# Intel-Quartalszahlen Q1/20: Krisensicher und nahe am Allzeitrekord



## PCGH-Redaktion (24. April 2020)

Jetzt ist Ihre Meinung gefragt zu *Intel-Quartalszahlen Q1/20: Krisensicher und nahe am Allzeitrekord*

						Intel erweist sich im ersten Quartal 2020 als krisensicher. Weder die startende Corona-Krise noch der Druck von AMD können die Zahlen deutlich negativ beeinflussen. Und in Santa Clara rechnet man auch damit, dass dies im laufenden Jahr so bleibt.

						Bitte beachten Sie: Der Kommentarbereich wird gemäß der Forenregeln moderiert. Allgemeine Fragen und Kritik zu Online-Artikeln von PC Games Hardware sind im Feedback-Unterforum zu veröffentlichen und nicht im Kommentarthread zu einer News. Dort werden sie ohne Nachfragen entfernt.




			Dieser Inhalt steht nur eingeloggten Mitgliedern zur Verfügung.

#### [GEGEBENE DATEN]
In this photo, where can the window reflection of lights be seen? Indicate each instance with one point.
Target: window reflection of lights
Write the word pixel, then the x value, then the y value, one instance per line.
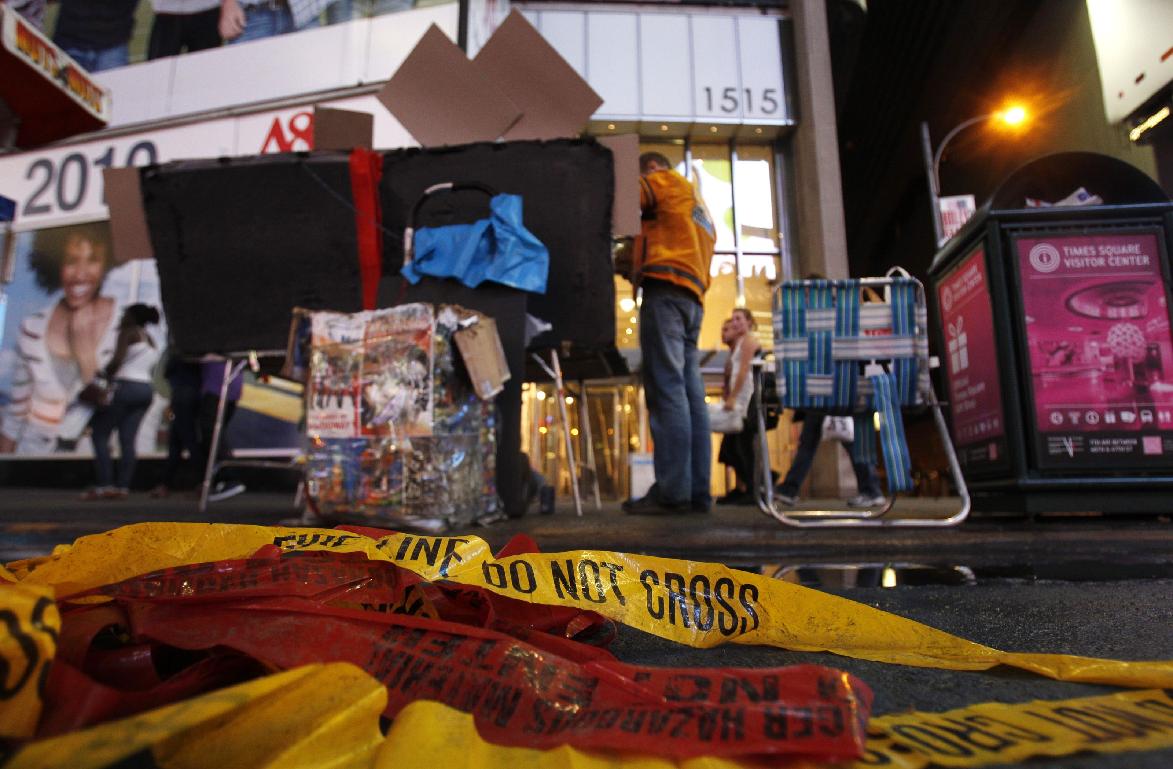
pixel 1150 123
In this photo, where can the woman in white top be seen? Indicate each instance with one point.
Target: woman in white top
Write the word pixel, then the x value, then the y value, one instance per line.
pixel 737 447
pixel 130 372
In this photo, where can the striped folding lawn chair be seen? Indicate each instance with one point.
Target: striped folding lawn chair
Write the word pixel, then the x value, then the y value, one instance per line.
pixel 836 354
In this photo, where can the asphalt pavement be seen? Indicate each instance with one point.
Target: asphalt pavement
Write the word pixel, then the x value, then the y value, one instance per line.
pixel 1089 585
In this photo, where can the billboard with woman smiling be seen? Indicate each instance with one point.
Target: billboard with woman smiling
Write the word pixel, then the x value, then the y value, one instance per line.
pixel 65 299
pixel 63 306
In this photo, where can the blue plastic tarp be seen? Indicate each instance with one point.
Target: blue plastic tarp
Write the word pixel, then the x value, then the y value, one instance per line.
pixel 499 249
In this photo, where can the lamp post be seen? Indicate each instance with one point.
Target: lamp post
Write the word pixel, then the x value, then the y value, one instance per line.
pixel 1012 116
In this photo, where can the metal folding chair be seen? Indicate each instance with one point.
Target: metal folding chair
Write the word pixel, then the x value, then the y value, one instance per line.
pixel 836 354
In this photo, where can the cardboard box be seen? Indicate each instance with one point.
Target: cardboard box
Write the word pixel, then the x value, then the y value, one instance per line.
pixel 485 358
pixel 341 129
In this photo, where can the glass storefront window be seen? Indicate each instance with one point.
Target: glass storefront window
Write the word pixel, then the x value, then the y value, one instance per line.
pixel 712 175
pixel 755 198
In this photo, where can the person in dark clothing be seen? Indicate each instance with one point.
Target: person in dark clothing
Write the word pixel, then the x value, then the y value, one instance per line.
pixel 130 374
pixel 96 34
pixel 184 379
pixel 183 25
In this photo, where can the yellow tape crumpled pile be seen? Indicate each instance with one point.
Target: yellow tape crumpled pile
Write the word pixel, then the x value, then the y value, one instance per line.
pixel 333 722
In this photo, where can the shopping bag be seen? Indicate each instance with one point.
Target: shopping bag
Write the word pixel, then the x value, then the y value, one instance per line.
pixel 721 421
pixel 97 393
pixel 839 428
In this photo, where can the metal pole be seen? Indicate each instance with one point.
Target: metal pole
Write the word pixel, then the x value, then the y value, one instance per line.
pixel 930 174
pixel 571 463
pixel 230 373
pixel 585 435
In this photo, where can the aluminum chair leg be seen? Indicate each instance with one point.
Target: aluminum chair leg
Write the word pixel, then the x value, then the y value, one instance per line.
pixel 845 518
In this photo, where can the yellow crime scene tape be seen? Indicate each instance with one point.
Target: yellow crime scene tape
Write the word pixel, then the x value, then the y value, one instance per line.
pixel 697 604
pixel 323 716
pixel 326 716
pixel 29 624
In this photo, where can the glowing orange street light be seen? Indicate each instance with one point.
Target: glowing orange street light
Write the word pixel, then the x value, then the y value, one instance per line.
pixel 1014 116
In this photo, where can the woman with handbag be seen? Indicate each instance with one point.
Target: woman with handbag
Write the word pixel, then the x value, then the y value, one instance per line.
pixel 127 397
pixel 738 403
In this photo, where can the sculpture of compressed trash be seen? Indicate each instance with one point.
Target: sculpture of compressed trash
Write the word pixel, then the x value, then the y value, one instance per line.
pixel 397 435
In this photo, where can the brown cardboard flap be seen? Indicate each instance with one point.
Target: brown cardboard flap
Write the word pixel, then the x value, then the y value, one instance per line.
pixel 625 204
pixel 485 358
pixel 555 101
pixel 442 99
pixel 341 129
pixel 128 223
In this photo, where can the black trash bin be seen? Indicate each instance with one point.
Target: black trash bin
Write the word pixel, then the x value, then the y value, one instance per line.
pixel 1053 324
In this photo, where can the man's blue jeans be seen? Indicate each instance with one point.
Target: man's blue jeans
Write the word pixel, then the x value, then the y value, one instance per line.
pixel 669 329
pixel 262 21
pixel 804 457
pixel 347 9
pixel 95 60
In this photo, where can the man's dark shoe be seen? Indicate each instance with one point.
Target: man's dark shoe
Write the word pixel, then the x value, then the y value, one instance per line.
pixel 651 505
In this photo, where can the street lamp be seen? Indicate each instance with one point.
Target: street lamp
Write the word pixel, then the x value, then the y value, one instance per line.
pixel 1012 117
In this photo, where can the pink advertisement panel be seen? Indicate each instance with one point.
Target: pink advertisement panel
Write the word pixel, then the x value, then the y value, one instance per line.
pixel 971 361
pixel 1100 354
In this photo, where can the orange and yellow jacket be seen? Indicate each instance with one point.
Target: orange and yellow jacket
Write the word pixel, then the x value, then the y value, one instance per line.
pixel 677 235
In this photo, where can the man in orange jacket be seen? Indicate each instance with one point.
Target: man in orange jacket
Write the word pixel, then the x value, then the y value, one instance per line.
pixel 671 266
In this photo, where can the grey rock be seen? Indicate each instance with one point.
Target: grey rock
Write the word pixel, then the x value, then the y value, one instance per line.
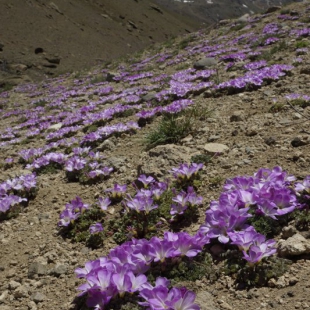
pixel 20 292
pixel 213 138
pixel 106 145
pixel 206 62
pixel 205 300
pixel 36 268
pixel 149 97
pixel 295 245
pixel 59 269
pixel 270 140
pixel 237 116
pixel 272 9
pixel 54 127
pixel 37 297
pixel 288 231
pixel 215 148
pixel 3 296
pixel 305 70
pixel 116 162
pixel 13 285
pixel 243 19
pixel 296 142
pixel 171 152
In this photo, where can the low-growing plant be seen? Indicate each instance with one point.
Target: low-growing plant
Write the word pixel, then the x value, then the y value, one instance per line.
pixel 301 44
pixel 238 27
pixel 185 269
pixel 41 103
pixel 78 231
pixel 253 275
pixel 171 129
pixel 300 102
pixel 51 168
pixel 201 158
pixel 277 107
pixel 215 181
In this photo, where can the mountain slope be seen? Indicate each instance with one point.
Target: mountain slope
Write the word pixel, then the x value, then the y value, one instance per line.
pixel 46 37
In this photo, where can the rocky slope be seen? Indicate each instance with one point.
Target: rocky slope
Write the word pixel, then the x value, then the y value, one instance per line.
pixel 41 38
pixel 212 11
pixel 241 114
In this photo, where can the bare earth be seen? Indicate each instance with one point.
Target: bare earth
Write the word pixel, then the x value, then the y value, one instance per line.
pixel 256 136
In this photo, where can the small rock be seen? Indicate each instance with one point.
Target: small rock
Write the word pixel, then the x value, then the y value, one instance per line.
pixel 288 232
pixel 272 9
pixel 213 138
pixel 293 280
pixel 237 116
pixel 295 245
pixel 37 297
pixel 106 145
pixel 215 148
pixel 205 300
pixel 251 132
pixel 3 296
pixel 205 63
pixel 13 285
pixel 270 140
pixel 36 268
pixel 305 70
pixel 59 269
pixel 20 292
pixel 296 142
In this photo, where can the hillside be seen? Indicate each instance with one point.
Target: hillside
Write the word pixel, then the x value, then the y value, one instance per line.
pixel 40 38
pixel 177 178
pixel 212 11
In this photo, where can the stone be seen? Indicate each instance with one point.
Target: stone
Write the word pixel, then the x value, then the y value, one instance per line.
pixel 205 300
pixel 270 140
pixel 243 19
pixel 55 127
pixel 293 246
pixel 215 148
pixel 296 142
pixel 237 116
pixel 288 232
pixel 13 285
pixel 213 138
pixel 106 145
pixel 206 62
pixel 37 297
pixel 53 60
pixel 305 70
pixel 149 96
pixel 3 296
pixel 36 268
pixel 20 292
pixel 59 269
pixel 272 9
pixel 116 162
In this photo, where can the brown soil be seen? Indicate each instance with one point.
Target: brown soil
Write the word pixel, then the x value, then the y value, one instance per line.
pixel 33 236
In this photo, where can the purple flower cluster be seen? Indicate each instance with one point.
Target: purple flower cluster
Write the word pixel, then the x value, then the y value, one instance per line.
pixel 72 211
pixel 185 171
pixel 12 189
pixel 123 271
pixel 256 77
pixel 268 192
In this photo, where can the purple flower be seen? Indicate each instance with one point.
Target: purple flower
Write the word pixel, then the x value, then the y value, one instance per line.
pixel 103 203
pixel 117 191
pixel 67 216
pixel 146 180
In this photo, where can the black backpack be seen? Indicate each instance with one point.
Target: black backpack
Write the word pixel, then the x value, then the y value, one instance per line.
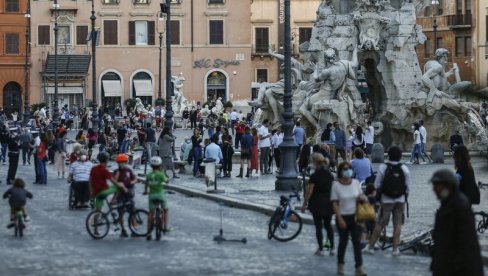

#### [AUFGABEN]
a: Was konnte laut dem Text zu Intels Quartalszahlen die Zahlen im ersten Quartal 2020 nicht deutlich negativ beeinflussen?
b: Führe den Text zu Intels Quartalszahlen im Anschluss an seinen letzten Satz fort.
Die Daten sind hierfür ohne Bedeutung.

#### [ERWARTETE ANTWORTEN]
a: Weder die startende Corona-Krise noch der Druck von AMD.

b:
        

 Zurück zum Artikel: *Intel-Quartalszahlen Q1/20: Krisensicher und nahe am Allzeitrekord*


----------



## Mazrim_Taim (24. April 2020)

Abwarten.
Im Notebooksektor scheind AMD gearde durchzustarten.
Auch kommt es mir so vor als ob Dell, Medion & Co. immer mehr AMD Rechner anbieten.
Würde mich daher nicht wundern wenn es nächstres Jahr heisst das ducrch Corona weniger Umsatz generiert worden ist.


----------



## wuselsurfer (24. April 2020)

Wie machen die das?
Die 10nm-Fertigung stolpert vor sich hin, AMD zieht fast überall gleich oder vorbei und die ganze Welt kauft Intel?


----------



## sunburst1988 (24. April 2020)

wuselsurfer schrieb:


> Wie machen die das?



In erster Linie wohl bestehende Lieferverträge mit mehrjähriger Laufzeit.

Schon traurig, auch ohne eine Fanboybrille würde ich AMD momentan die Kohle eher gönnen.
Bis sich aber richtig etwas tut heisst es durchhalten. Wenn Ryzen 4000 so gut wird wie angedeutet und so weiterhin oben bleibt könnte sich langsam etwas verschieben.


----------



## Basileukum (24. April 2020)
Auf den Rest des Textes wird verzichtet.